= Document text =

Ernesto Noboa y Caamaño (August 2, 1889 – December 7, 1927) was an Ecuadorian poet and a member of the "Generación decapitada" (The Decapitated Generation).

Noboa y Caamaño came from a wealthy family in Guayaquil, and was always plagued by a neuroses that only morphine could temporarily cure. He sought to ameliorate his mental condition by traveling to Europe, but no matter what he tried, he felt hopelessly lost, and without spirit to overcome the loneliness of this world. His poetry, coated with unmatched delicacy and perfection, shows the influence of Samain, Verlaine and Baudelaire. Almost all of his work, marked by anxiety and loathing, was collected in a book titled "Romanza de las Horas" (Romance of the Hours), published in 1922. For some, his poem "Emoción vesperal" (Vesperal Emotion) marked a new era of poetry in Ecuador. He is one of the most read poets in Ecuador, and many of his poems are recited and sung by the people. He also wrote some works of criticism.

= Data segment =
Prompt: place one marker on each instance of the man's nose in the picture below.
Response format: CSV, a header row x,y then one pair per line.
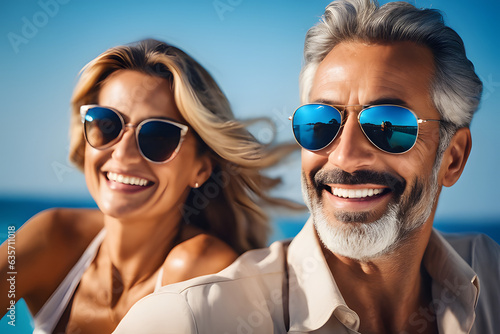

= What you will do =
According to the text on Ernesto Noboa y Caamaño, in what year was "Romanza de las Horas" published? Please draw only on the Noboa y Caamaño text, not the listing.

= Answer section =
1922.